DO THIS: Please print the material below line for line, without changing anything.

EXTRACTED DATA:
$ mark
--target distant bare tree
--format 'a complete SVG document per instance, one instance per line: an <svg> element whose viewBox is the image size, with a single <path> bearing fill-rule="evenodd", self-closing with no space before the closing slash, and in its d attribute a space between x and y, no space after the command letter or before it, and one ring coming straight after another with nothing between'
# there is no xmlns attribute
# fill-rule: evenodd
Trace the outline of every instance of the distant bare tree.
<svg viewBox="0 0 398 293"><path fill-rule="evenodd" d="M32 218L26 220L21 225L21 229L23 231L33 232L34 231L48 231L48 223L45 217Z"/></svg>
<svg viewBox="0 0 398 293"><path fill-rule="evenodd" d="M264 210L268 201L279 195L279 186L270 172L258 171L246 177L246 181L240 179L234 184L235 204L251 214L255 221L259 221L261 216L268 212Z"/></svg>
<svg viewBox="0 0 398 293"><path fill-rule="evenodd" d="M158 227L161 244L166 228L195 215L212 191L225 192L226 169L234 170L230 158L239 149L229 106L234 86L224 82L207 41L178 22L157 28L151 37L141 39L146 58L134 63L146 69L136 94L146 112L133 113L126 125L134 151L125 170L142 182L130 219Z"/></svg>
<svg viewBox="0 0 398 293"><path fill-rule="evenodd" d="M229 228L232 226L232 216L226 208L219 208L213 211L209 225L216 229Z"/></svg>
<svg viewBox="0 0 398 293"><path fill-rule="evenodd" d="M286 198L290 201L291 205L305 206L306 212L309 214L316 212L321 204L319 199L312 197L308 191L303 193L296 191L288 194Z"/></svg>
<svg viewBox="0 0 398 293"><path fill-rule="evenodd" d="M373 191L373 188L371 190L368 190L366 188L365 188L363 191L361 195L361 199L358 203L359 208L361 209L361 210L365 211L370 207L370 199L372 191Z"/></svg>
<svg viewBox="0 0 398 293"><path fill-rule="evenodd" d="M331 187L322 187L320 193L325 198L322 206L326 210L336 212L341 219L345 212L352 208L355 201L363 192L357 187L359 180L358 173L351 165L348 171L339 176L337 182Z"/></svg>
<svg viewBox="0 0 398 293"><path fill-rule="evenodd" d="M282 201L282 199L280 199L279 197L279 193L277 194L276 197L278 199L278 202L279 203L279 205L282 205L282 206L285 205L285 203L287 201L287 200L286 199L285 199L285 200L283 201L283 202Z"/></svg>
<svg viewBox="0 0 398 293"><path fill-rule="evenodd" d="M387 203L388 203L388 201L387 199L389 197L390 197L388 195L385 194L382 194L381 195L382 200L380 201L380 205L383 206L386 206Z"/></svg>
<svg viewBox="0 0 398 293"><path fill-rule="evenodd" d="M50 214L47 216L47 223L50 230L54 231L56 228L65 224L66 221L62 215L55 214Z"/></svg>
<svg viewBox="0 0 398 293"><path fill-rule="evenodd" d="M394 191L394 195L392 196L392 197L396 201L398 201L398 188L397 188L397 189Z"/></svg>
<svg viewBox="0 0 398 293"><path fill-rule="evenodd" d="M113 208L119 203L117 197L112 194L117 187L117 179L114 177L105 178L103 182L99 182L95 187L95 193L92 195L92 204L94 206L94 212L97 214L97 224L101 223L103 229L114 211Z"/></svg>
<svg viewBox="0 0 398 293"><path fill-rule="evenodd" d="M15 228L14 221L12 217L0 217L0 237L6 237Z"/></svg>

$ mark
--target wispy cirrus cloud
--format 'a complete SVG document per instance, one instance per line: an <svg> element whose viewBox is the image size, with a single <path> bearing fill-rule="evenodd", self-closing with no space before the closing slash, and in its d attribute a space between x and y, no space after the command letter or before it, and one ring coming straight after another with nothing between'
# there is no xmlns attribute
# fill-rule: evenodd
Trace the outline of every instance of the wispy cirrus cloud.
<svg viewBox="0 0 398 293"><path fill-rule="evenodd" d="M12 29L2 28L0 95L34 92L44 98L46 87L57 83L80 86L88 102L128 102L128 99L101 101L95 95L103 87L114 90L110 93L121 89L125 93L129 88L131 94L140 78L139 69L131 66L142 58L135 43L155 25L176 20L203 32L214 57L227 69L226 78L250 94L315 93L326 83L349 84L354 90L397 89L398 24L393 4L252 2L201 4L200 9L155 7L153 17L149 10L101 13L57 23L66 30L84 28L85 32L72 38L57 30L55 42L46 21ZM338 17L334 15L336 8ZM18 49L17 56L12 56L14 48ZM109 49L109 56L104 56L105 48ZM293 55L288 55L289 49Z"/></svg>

CORRECT RESULT:
$ mark
--target distant bare tree
--format 'a complete SVG document per instance, one instance per line: an <svg> element whose viewBox is the image size, with a single <path> bearing fill-rule="evenodd", self-closing with no space before the closing slash, and in its d attribute a space between x and y, no space after the command letter or before it, and one ring coming straight after another with nothing between'
# there is no xmlns attribute
# fill-rule: evenodd
Trace the outline of every instance of the distant bare tree.
<svg viewBox="0 0 398 293"><path fill-rule="evenodd" d="M32 218L26 220L21 225L21 229L23 231L33 232L34 231L48 231L48 223L45 217Z"/></svg>
<svg viewBox="0 0 398 293"><path fill-rule="evenodd" d="M264 210L268 201L279 195L279 186L270 172L258 171L246 177L246 181L240 179L234 184L235 204L251 214L255 221L259 221L261 216L268 212Z"/></svg>
<svg viewBox="0 0 398 293"><path fill-rule="evenodd" d="M158 227L161 244L166 228L195 215L212 191L225 192L226 169L234 170L230 158L239 149L229 106L234 86L224 82L207 41L178 22L157 28L151 37L141 39L146 58L134 63L146 69L136 94L146 112L133 113L126 125L134 151L125 170L142 182L130 219Z"/></svg>
<svg viewBox="0 0 398 293"><path fill-rule="evenodd" d="M229 228L232 226L232 216L226 208L219 208L213 211L209 225L216 229Z"/></svg>
<svg viewBox="0 0 398 293"><path fill-rule="evenodd" d="M286 198L290 201L291 205L305 206L306 212L309 214L316 212L321 204L319 199L312 197L308 191L303 193L296 191L288 194Z"/></svg>
<svg viewBox="0 0 398 293"><path fill-rule="evenodd" d="M373 191L373 188L371 190L368 190L366 188L365 188L363 191L361 195L361 199L358 203L359 208L361 209L361 210L365 211L370 207L370 199L372 191Z"/></svg>
<svg viewBox="0 0 398 293"><path fill-rule="evenodd" d="M331 187L322 187L320 193L325 198L322 206L326 210L336 212L341 219L345 212L352 208L355 201L363 192L357 187L359 180L358 173L351 165L348 171L339 176L337 182Z"/></svg>
<svg viewBox="0 0 398 293"><path fill-rule="evenodd" d="M282 201L282 199L280 199L279 197L279 193L277 194L276 197L278 199L278 202L279 203L279 205L282 205L282 206L285 205L285 203L287 201L287 200L286 199L285 199L285 200L283 201L283 202Z"/></svg>
<svg viewBox="0 0 398 293"><path fill-rule="evenodd" d="M387 203L388 203L388 201L387 199L389 197L390 197L388 195L385 194L382 194L381 195L382 200L380 201L380 205L383 206L386 206Z"/></svg>
<svg viewBox="0 0 398 293"><path fill-rule="evenodd" d="M50 214L47 216L47 223L50 230L54 231L56 228L65 224L66 221L62 215L55 214Z"/></svg>
<svg viewBox="0 0 398 293"><path fill-rule="evenodd" d="M394 191L394 195L392 196L392 197L396 201L398 201L398 188L397 188L397 189Z"/></svg>
<svg viewBox="0 0 398 293"><path fill-rule="evenodd" d="M113 208L119 203L117 197L112 194L117 187L117 179L114 177L105 178L103 182L99 182L95 187L95 193L92 195L92 204L94 206L94 212L97 214L97 224L101 223L103 229L114 211Z"/></svg>
<svg viewBox="0 0 398 293"><path fill-rule="evenodd" d="M15 228L14 221L12 217L0 217L0 237L6 237Z"/></svg>

$ mark
--target wispy cirrus cloud
--format 'a complete SVG document per instance, one instance per line: an <svg> element whose viewBox is the image size, with a single <path> bearing fill-rule="evenodd", self-closing with no space before the closing slash, and in its d attribute a space between x and y, no space after the command letter or before it, and one ring coming straight after another with nothing between'
# there is no xmlns attribute
# fill-rule: evenodd
Trace the outline of every instance of the wispy cirrus cloud.
<svg viewBox="0 0 398 293"><path fill-rule="evenodd" d="M12 29L2 28L0 95L34 92L44 98L46 87L57 83L80 86L88 102L128 102L128 99L101 101L95 95L103 87L114 90L110 93L121 89L125 93L129 88L131 94L140 78L139 69L131 66L142 58L135 43L155 25L176 20L203 32L214 57L227 69L226 78L250 94L315 93L326 83L349 84L354 90L397 89L398 24L393 4L252 2L201 4L200 9L155 7L153 17L149 10L101 13L57 23L66 30L84 28L85 32L72 38L57 30L55 42L46 21ZM338 17L334 15L336 8ZM18 49L17 56L12 56L14 48ZM109 49L109 56L104 56L105 48ZM293 55L288 55L289 49Z"/></svg>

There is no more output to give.